- **Objective**
Copy out all the records exactly.

- **Data for this task**
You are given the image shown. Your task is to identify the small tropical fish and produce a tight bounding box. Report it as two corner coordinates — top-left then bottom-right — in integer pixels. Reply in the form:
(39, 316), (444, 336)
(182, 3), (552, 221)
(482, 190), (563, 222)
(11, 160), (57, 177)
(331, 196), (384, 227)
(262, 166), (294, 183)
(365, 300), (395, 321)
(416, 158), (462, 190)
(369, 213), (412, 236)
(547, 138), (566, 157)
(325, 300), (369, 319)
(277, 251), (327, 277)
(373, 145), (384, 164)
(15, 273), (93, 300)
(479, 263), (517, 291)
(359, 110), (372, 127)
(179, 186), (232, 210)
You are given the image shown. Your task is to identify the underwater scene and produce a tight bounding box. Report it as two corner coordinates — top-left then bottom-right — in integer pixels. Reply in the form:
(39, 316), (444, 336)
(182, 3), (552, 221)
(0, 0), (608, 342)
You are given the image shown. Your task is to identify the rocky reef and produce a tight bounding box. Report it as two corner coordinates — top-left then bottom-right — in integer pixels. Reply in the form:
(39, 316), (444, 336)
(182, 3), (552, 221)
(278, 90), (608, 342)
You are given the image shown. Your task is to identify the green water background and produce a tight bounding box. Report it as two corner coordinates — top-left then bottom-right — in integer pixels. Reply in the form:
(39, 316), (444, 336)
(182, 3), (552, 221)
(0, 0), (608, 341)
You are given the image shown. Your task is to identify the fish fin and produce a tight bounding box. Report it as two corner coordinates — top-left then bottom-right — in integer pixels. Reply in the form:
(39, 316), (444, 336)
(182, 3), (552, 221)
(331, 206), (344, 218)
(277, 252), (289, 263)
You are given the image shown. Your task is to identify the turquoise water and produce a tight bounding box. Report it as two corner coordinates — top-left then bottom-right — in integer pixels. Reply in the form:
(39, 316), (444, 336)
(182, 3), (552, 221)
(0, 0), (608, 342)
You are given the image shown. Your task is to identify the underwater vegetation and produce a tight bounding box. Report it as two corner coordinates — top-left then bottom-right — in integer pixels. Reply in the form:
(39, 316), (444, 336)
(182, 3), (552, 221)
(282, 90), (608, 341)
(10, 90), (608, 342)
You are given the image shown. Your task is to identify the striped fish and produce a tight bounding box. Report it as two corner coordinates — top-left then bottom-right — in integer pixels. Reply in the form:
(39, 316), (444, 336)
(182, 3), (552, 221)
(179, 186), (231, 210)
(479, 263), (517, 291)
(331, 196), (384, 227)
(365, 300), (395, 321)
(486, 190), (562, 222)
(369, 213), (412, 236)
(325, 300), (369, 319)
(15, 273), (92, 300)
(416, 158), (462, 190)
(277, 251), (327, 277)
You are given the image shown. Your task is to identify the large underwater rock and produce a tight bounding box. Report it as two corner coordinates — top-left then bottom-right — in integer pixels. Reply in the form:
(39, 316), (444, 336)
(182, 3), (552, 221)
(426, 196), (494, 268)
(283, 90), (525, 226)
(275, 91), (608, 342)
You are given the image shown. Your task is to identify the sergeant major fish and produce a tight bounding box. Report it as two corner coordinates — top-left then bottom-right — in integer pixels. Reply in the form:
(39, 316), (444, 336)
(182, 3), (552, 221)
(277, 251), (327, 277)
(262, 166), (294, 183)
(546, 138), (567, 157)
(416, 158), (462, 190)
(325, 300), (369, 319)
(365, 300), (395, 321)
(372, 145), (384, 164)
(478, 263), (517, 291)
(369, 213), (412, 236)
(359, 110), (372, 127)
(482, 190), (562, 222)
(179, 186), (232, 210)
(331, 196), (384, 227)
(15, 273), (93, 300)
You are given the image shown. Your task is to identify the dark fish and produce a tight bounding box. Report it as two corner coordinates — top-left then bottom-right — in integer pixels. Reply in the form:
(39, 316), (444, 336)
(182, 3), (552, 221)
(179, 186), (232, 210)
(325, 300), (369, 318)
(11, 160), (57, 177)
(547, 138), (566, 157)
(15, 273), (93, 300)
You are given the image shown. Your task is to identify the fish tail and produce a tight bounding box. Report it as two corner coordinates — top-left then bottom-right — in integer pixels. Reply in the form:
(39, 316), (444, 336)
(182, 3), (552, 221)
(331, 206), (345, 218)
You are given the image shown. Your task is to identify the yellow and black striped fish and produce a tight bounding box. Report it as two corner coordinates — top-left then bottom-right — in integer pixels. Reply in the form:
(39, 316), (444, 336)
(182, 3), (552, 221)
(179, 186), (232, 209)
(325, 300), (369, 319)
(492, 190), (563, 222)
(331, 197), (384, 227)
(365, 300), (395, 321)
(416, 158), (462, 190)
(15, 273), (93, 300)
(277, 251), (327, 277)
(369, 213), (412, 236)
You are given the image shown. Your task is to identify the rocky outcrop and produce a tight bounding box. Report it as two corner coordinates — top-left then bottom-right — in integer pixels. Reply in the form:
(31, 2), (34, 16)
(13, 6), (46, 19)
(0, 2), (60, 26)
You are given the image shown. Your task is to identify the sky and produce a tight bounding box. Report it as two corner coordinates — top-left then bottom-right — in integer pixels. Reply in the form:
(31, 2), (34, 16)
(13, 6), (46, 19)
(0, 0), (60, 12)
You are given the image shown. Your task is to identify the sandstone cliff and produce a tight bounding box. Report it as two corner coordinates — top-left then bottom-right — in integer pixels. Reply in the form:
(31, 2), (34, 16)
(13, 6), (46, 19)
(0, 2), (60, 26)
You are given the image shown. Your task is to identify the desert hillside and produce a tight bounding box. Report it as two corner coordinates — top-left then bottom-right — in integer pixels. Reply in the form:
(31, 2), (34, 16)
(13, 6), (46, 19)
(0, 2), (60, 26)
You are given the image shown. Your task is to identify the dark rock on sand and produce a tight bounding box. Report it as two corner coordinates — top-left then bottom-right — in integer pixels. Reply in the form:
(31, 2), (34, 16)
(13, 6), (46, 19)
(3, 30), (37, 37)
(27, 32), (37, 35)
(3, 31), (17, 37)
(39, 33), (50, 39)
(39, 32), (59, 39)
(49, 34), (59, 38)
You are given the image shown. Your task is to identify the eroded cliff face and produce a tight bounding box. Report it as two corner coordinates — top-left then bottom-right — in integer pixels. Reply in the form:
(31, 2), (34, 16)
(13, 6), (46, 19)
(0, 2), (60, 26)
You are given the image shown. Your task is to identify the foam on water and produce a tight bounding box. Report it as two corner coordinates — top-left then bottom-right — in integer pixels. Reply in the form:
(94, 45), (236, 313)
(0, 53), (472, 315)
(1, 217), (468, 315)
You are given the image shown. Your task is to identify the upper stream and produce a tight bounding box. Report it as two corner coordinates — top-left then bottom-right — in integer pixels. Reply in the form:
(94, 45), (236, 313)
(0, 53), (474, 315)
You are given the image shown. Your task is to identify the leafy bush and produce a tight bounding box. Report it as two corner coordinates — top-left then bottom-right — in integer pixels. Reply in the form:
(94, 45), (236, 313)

- **Response below**
You are given the image shown. Your task is to identify the small tropical fish and produce a tight bounding box. Report it as two corner coordinates — top-left then bottom-right — in integer pixels. Reply in the form:
(39, 316), (444, 336)
(182, 3), (552, 221)
(482, 190), (563, 222)
(11, 160), (57, 177)
(331, 196), (384, 227)
(262, 166), (294, 183)
(365, 300), (395, 321)
(416, 158), (462, 190)
(369, 213), (412, 236)
(547, 138), (566, 157)
(325, 300), (369, 319)
(277, 251), (327, 277)
(373, 145), (384, 164)
(15, 273), (93, 300)
(479, 263), (517, 291)
(359, 110), (372, 127)
(179, 186), (232, 210)
You are given the image shown. Your task is to identify the underwater scene and produce a tight bounding box. Report it as two corner coordinates — top-left then bottom-right — in integer pixels. Reply in the form:
(39, 316), (444, 336)
(182, 3), (552, 221)
(0, 0), (608, 342)
You are given the image shown. Your task is to identify the rocky reef and produce a tight bounding box. Report it as two corner coordinates — top-left then bottom-right — in integer pixels. Reply in the form:
(39, 316), (444, 336)
(182, 3), (552, 221)
(278, 90), (608, 342)
You are given the image shown. Your task is to identify the green water background and produce a tight bounding box. Report it as two corner coordinates — top-left then bottom-right — in integer pixels. Reply in the form:
(39, 316), (444, 336)
(182, 3), (552, 221)
(0, 0), (608, 341)
You are given the image shown. Your task is to identify the fish fin and produce a tight bounding box. Report it as two corner coordinates — top-left then bottom-right — in integer pixels. Reply in the form:
(39, 316), (444, 336)
(182, 3), (552, 221)
(331, 206), (344, 218)
(277, 252), (289, 263)
You are given the image shown. Your task is to identify the turquoise water and produce a tight bounding box. Report it as two corner coordinates — top-left then bottom-right — in integer pixels. Reply in the form:
(39, 316), (444, 336)
(182, 3), (552, 221)
(0, 0), (608, 342)
You are given the image shown. Your task is to identify the underwater vegetation and produce a tight bounding box. Report it as two corner coordinates — top-left then bottom-right — in integer pixels. Reply in the form:
(39, 316), (444, 336)
(182, 3), (552, 221)
(282, 90), (608, 341)
(10, 90), (608, 342)
You are given the image shown. Your task is to identify the striped fish and produce a tight bounding box. Report it as two corner coordinates — top-left then bottom-right — in integer pixels. Reply in the form:
(39, 316), (444, 336)
(182, 3), (552, 221)
(179, 186), (231, 210)
(479, 263), (517, 291)
(331, 196), (384, 227)
(365, 300), (395, 321)
(486, 190), (562, 222)
(369, 213), (412, 236)
(325, 300), (369, 319)
(15, 273), (92, 300)
(416, 158), (462, 190)
(277, 251), (327, 277)
You are given the image shown. Your task is to identify the large underwater rock and produce a tight bounding box. Report it as two corner coordinates — top-left then bottom-right — in integer pixels. Reply in the form:
(39, 316), (444, 336)
(182, 3), (552, 221)
(426, 196), (494, 268)
(283, 90), (525, 226)
(275, 91), (608, 342)
You are given the image shown. Your task is to identify the sergeant major fish and produce a tight bounding box. Report it as two corner coordinates — top-left then bottom-right — in integer pixels. Reply in the form:
(39, 316), (444, 336)
(182, 3), (552, 221)
(277, 251), (327, 277)
(262, 166), (294, 183)
(546, 138), (567, 157)
(416, 158), (462, 190)
(325, 300), (369, 319)
(365, 300), (395, 321)
(372, 145), (384, 164)
(478, 263), (517, 291)
(369, 213), (412, 236)
(359, 110), (372, 127)
(482, 190), (562, 222)
(179, 186), (232, 210)
(331, 196), (384, 227)
(15, 273), (93, 300)
You are given the image shown. Your task is to identify the dark fish and produce a tight bounding box. Report it as two corner coordinates — top-left then bottom-right — in integer pixels. Reply in the form:
(39, 316), (444, 336)
(182, 3), (552, 221)
(179, 186), (232, 210)
(325, 300), (369, 318)
(11, 160), (57, 177)
(547, 138), (566, 157)
(15, 273), (93, 300)
You are given the image shown. Your task is to identify the fish tail and produce a tight bounding box. Report it as two corner coordinates — top-left then bottom-right — in integer pixels. Reply in the form:
(39, 316), (444, 336)
(182, 3), (552, 221)
(331, 206), (345, 218)
You are given the image shown. Your task is to identify the yellow and black striped fish and produce a tight bounding box. Report it as two corner coordinates — top-left then bottom-right — in integer pixels. Reply in the form:
(39, 316), (444, 336)
(182, 3), (552, 221)
(179, 186), (232, 209)
(325, 300), (369, 319)
(492, 190), (563, 222)
(331, 197), (384, 227)
(365, 300), (395, 321)
(416, 158), (462, 190)
(15, 273), (93, 300)
(277, 251), (327, 277)
(369, 213), (412, 236)
You are given the image shown. Your task is to identify the rocky outcrop and produce a tight bounding box. Report it as two corner coordinates — top-left then bottom-right — in integer pixels. Reply in the form:
(31, 2), (34, 16)
(13, 6), (46, 19)
(0, 2), (60, 26)
You are given the image shown. Your task is to identify the sky and produce a tight bounding box. Report it as two corner coordinates — top-left then bottom-right — in integer pixels. Reply in the form:
(31, 2), (34, 16)
(13, 6), (46, 19)
(0, 0), (60, 12)
You are given the image shown. Your task is to identify the sandstone cliff and produce a tight bounding box. Report it as two corner coordinates — top-left then bottom-right — in integer pixels. Reply in the form:
(31, 2), (34, 16)
(13, 6), (46, 19)
(0, 2), (60, 26)
You are given the image shown. Your task is to identify the desert hillside and produce a tight bounding box. Report it as two corner coordinates — top-left then bottom-right — in integer pixels. Reply in the form:
(31, 2), (34, 16)
(13, 6), (46, 19)
(0, 2), (60, 26)
You are given the image shown. Your task is to identify the dark rock on sand and produce a tight bounding box. Report it as two corner coordinates — top-left then bottom-right — in integer pixels. Reply in the form:
(31, 2), (34, 16)
(13, 6), (46, 19)
(3, 30), (37, 37)
(27, 32), (37, 35)
(3, 31), (17, 37)
(39, 33), (50, 39)
(39, 32), (59, 39)
(49, 34), (59, 38)
You are given the image shown. Your task is to identify the eroded cliff face and produce a tight bounding box. Report it as two corner coordinates — top-left then bottom-right — in integer pixels. Reply in the form:
(31, 2), (34, 16)
(13, 6), (46, 19)
(0, 2), (60, 26)
You are given the image shown. Your task is to identify the foam on water and produce a tight bounding box. Report it as two corner coordinates — top-left then bottom-right — in integer pixels. Reply in the form:
(94, 45), (236, 313)
(0, 53), (472, 315)
(1, 217), (468, 315)
You are given the image shown. Your task is to identify the upper stream and produce a tight bounding box. Report it as two corner coordinates — top-left then bottom-right — in integer pixels. Reply in the form:
(94, 45), (236, 313)
(0, 53), (474, 315)
You are given the image shown. Your task is to identify the leafy bush and produce a tight bounding box. Report it as two corner coordinates — top-left then bottom-right — in integer pixels. Reply in the form:
(94, 45), (236, 313)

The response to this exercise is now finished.